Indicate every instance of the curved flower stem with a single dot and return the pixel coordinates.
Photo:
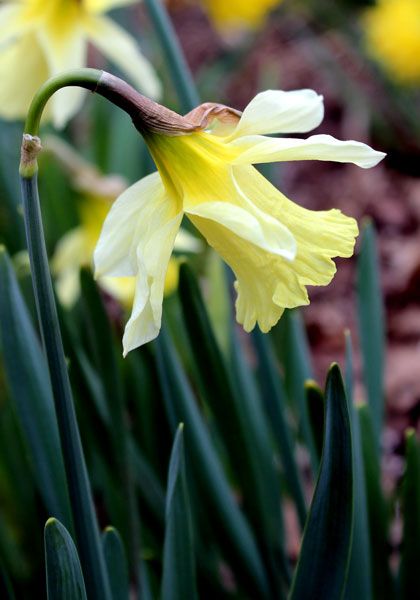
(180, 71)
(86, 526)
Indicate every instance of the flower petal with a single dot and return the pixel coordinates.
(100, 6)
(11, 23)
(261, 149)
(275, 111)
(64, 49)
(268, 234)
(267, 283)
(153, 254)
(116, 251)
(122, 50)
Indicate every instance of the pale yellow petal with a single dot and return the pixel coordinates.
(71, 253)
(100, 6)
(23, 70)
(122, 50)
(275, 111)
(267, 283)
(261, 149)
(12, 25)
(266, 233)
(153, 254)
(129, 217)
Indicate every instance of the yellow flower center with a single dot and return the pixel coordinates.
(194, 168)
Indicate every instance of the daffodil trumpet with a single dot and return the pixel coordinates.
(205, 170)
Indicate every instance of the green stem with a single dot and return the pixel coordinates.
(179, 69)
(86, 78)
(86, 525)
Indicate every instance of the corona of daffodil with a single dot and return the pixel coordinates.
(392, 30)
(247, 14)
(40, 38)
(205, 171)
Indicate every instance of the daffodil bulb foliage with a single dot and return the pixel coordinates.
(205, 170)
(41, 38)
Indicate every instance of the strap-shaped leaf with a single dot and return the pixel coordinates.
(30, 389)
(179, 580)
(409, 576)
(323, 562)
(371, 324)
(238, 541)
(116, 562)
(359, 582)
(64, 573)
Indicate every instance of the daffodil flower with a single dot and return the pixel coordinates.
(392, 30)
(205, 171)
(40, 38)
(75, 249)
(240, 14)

★ ★ ★

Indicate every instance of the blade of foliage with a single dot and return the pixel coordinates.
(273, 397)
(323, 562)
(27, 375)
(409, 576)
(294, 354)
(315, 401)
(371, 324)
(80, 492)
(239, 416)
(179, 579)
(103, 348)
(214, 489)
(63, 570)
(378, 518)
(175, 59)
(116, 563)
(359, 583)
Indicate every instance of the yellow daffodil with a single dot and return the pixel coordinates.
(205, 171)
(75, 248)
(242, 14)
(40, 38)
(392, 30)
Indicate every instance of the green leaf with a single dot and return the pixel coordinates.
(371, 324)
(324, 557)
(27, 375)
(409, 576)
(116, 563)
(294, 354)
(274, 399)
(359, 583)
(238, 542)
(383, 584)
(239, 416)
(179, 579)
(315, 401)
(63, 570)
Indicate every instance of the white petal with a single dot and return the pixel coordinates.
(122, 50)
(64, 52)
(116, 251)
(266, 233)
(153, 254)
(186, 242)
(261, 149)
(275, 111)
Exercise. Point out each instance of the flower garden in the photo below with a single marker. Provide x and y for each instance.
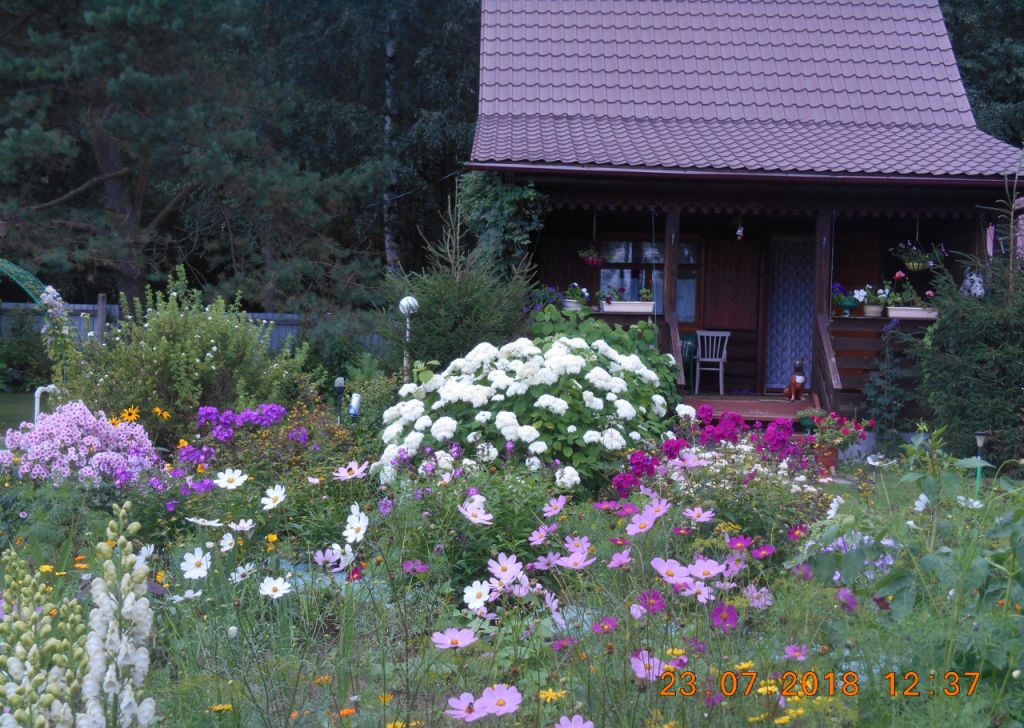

★ ★ ★

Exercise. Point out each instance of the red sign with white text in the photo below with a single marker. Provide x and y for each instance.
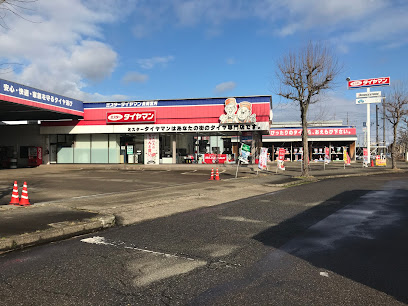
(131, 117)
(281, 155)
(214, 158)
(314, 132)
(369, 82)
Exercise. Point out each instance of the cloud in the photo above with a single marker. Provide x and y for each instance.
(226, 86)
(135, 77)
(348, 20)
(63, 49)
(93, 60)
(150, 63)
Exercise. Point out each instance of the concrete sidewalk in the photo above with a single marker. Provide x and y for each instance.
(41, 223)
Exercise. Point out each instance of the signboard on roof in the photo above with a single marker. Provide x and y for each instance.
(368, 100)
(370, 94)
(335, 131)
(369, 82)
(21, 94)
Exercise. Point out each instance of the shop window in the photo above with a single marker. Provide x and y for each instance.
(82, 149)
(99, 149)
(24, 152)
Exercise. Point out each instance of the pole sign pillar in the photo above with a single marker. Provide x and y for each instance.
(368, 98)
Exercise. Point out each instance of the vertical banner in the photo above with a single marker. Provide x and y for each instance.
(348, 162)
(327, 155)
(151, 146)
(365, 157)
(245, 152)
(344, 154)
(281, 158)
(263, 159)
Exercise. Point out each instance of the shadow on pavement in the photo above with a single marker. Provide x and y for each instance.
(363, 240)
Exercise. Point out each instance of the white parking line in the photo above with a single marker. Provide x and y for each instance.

★ ★ ★

▶ [Instructions for the task]
Using the data above, reproduce exactly the lines from the line that contains "Indicate every instance of the white" through the line that contains "Exercise. Point out each instance of the flower", including both.

▶ [Solution to the problem]
Indicate every instance of the white petal with a single dot and return the pixel coordinates.
(122, 50)
(64, 52)
(116, 251)
(266, 233)
(153, 254)
(186, 242)
(261, 149)
(275, 111)
Exercise. Point out each instance of the flower garden in the photo below with a single marker. Provide x and y for each instance.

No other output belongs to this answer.